#### [Assignment 1]
According to the op-ed on astronomy and health care, how many people in the United States lack health insurance of any kind?
#### [Assignment 2]
Proceed with the op-ed on astronomy and health care, picking up after its last sentence.

Op-Ed: What Astronomy Can Teach Us About Health Care

By Gary Puckrein, President and CEO of National Minority Quality Forum

Humans are pretty darn special — but you wouldn’t know it from looking at our healthcare system.

To understand just how incredibly unique humanity is, take a gander at the trove of data just released by the European Space Agency. Of almost two billion stars examined — just 2% of the 100 billion stars that make up the Milky Way galaxy — there’s only one, our sun, known to support sentient life. And if we cast our gaze further out in the universe, where there are 200 trillion stars, we also find no evidence that sentient life exists anywhere else but here on Earth.

But while people may be unique — and thus uniquely valuable, when viewed through the lens of astronomy — they look downright disposable to many healthcare industry executives. All too often, those decision-makers believe their purpose is to manage financial risk, which entails rationing care, rather than actually saving and improving patients’ lives. Tragically, but not surprisingly, minority populations end up having their care rationed the most. That results in higher death rates from cancer and other diseases.

Just consider how our healthcare system obstructs tens of millions of patients — predominantly poor ones, and disproportionately people from minority communities — from obtaining certain surgeries and treatments. Almost 32 million people in the United States lack health insurance of any kind, meaning they’re often cut off from any sort of preventative or non-emergency care. This isn’t merely callous, but it’s also financially self-defeating, since untreated illnesses cause people’s health to spiral downwards, often leading to much more expensive emergency hospitalizations.

#### [Supplied data]
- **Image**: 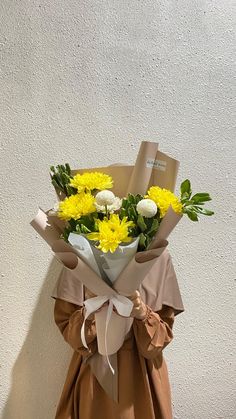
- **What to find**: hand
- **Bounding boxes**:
[127,291,147,320]
[84,287,97,300]
[85,287,108,320]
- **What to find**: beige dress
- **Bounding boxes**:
[55,299,174,419]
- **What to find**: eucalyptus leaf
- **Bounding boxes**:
[180,179,191,196]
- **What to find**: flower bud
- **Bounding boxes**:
[136,199,157,218]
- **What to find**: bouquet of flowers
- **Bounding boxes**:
[31,142,213,369]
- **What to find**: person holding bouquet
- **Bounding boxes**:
[54,246,184,419]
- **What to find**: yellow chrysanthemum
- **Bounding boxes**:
[70,172,113,192]
[87,214,134,253]
[145,186,182,218]
[57,193,96,220]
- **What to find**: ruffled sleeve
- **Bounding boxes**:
[54,298,97,356]
[133,305,175,359]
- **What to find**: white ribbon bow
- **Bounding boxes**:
[81,294,133,374]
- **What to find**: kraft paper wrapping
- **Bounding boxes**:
[31,142,184,400]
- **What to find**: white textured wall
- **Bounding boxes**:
[0,0,236,419]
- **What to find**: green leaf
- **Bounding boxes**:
[186,210,198,221]
[191,193,211,203]
[180,179,192,197]
[196,207,214,216]
[137,214,147,232]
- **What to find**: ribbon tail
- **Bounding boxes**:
[105,300,115,375]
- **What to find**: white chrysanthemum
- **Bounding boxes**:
[48,202,59,216]
[136,199,157,218]
[95,189,115,205]
[95,196,122,214]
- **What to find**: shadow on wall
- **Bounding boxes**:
[2,259,73,419]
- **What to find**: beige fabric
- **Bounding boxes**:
[51,249,184,406]
[54,299,175,419]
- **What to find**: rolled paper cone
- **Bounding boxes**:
[148,150,179,192]
[55,252,117,297]
[95,307,133,355]
[148,206,183,250]
[51,239,77,255]
[126,141,158,195]
[30,208,61,246]
[114,241,168,296]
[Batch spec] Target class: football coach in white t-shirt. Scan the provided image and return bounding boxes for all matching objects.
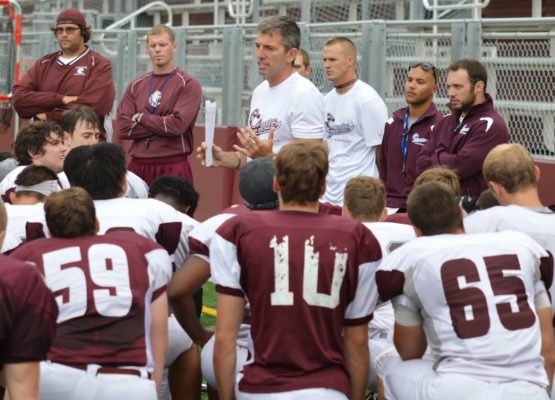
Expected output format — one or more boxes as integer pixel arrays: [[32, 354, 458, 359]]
[[197, 16, 326, 168], [323, 36, 387, 205]]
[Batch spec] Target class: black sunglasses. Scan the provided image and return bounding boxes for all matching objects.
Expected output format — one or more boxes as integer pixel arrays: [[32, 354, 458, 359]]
[[51, 26, 80, 35], [409, 62, 437, 82]]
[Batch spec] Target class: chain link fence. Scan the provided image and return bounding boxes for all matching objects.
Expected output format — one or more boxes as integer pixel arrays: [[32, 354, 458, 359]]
[[4, 12, 555, 159]]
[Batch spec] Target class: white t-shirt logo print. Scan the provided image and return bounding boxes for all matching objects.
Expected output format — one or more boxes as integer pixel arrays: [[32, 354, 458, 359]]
[[249, 108, 281, 136]]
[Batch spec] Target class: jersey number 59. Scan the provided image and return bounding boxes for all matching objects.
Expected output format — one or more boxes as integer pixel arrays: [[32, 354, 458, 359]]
[[43, 244, 133, 323]]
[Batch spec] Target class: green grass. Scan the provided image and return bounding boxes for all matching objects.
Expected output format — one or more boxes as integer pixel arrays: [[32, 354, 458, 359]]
[[200, 281, 218, 400], [200, 281, 218, 327]]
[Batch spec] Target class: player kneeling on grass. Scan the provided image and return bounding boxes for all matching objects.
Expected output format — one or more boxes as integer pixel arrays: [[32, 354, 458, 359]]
[[12, 187, 171, 400], [376, 182, 553, 400], [165, 157, 278, 399], [343, 176, 416, 397], [210, 142, 381, 400]]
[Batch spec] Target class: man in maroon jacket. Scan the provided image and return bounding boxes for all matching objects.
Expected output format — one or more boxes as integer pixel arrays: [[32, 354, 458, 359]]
[[380, 62, 442, 212], [117, 25, 202, 185], [13, 8, 115, 136], [416, 59, 509, 197]]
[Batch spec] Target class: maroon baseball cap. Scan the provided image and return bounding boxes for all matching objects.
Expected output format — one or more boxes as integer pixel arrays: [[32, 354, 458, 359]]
[[56, 8, 87, 26]]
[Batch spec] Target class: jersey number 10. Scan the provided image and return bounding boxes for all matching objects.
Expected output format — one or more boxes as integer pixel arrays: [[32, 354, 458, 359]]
[[270, 236, 348, 309]]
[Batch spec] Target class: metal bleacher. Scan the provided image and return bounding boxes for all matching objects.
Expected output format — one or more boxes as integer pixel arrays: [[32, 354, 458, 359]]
[[0, 0, 555, 159]]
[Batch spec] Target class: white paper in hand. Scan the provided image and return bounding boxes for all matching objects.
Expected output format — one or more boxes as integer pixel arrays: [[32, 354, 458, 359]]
[[204, 100, 216, 167]]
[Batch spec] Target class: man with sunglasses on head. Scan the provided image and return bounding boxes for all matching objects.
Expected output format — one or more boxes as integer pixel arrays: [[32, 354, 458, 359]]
[[416, 59, 509, 198], [13, 8, 115, 139], [380, 62, 443, 212], [323, 36, 387, 205]]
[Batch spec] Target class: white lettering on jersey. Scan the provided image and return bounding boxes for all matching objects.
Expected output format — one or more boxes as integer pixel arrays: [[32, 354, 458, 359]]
[[88, 244, 133, 317], [42, 244, 132, 323], [303, 236, 347, 309], [480, 117, 493, 132], [270, 236, 293, 306], [270, 236, 348, 309]]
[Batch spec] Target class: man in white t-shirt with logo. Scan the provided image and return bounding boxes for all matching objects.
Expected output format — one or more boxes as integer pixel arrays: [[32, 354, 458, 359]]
[[197, 16, 324, 168], [323, 36, 387, 205]]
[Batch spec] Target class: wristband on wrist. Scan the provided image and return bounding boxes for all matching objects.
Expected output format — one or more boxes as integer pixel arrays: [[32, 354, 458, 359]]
[[235, 151, 241, 169]]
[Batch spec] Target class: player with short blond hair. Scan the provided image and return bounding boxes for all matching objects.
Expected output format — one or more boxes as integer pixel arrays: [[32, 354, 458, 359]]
[[376, 182, 553, 400], [210, 142, 381, 400], [11, 187, 171, 400]]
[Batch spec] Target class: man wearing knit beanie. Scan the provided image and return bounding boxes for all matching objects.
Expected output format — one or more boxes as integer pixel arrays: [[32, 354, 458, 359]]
[[13, 8, 115, 141]]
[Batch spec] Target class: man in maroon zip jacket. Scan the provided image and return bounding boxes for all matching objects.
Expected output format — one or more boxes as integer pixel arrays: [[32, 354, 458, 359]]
[[13, 8, 115, 136], [380, 62, 442, 211], [416, 59, 509, 197], [117, 24, 202, 185]]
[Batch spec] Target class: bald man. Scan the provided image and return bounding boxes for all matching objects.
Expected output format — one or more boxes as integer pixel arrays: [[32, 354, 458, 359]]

#### [Output 1]
Almost 32 million people.

#### [Output 2]
Even people who have insurance often face immense financial barriers to care — such as cost-sharing requirements that force patients to pay thousands of dollars out-of-pocket for surgeries or medicines. One in three Americans have skipped needed care because they couldn’t afford it.

The blame doesn’t just rest with C-suite executives obsessed with hitting their quarterly earnings targets. Health policymakers at the highest levels of government are similarly entranced by short-term financial savings — even if they come at the expense of patients’ health.

For instance, Congress is on the verge of passing a Medicare overhaul that would reduce government reimbursements for advanced medicines. The drug pricing provisions would save the government about $164 billion over a decade — but cause investments in pharmaceutical research and development to plummet. That would result in 135 fewer new medicines coming to market over the next two decades, and a net loss of 331 million life years.

Astronomy teaches us that human life is uniquely valuable. We need our healthcare system to reflect that.